**GIVEN TASK:** Please report every line of the material that holds the word "plaid".

**LISTED ENTRIES:**
++++

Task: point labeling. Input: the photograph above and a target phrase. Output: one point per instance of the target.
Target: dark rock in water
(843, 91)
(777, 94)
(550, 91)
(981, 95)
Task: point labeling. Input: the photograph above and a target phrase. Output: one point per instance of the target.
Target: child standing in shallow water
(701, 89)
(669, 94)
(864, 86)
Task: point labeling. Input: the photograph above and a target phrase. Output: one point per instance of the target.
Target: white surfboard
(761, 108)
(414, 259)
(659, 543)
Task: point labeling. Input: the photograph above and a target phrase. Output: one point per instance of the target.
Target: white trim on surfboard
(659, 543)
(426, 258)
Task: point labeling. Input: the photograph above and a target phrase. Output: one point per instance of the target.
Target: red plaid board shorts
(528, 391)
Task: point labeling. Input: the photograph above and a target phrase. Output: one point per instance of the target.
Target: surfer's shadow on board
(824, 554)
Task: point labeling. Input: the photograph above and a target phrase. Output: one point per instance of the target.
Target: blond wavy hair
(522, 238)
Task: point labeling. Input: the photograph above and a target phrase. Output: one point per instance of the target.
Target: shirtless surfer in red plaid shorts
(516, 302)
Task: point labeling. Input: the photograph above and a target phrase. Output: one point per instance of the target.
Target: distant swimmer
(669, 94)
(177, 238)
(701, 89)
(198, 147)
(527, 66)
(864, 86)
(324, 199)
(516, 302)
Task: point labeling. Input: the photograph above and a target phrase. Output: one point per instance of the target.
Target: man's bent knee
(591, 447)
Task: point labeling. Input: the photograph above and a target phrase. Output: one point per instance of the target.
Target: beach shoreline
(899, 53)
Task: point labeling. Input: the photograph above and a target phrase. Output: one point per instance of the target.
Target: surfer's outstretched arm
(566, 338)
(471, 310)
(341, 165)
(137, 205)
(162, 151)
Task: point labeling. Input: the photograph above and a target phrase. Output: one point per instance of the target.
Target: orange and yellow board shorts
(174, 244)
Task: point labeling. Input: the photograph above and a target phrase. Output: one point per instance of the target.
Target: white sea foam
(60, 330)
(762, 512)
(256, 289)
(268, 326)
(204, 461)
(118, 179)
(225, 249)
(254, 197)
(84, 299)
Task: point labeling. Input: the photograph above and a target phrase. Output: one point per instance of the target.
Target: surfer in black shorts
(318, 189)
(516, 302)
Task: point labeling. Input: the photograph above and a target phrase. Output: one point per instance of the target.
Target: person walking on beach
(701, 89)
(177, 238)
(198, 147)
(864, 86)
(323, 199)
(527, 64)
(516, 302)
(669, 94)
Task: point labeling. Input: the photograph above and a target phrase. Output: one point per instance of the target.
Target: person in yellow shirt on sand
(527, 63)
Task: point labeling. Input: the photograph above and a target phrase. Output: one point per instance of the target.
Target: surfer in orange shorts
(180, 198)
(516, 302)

++++

**TASK RESPONSE:**
Target: red plaid board shorts
Target: shirtless surfer in red plaid shorts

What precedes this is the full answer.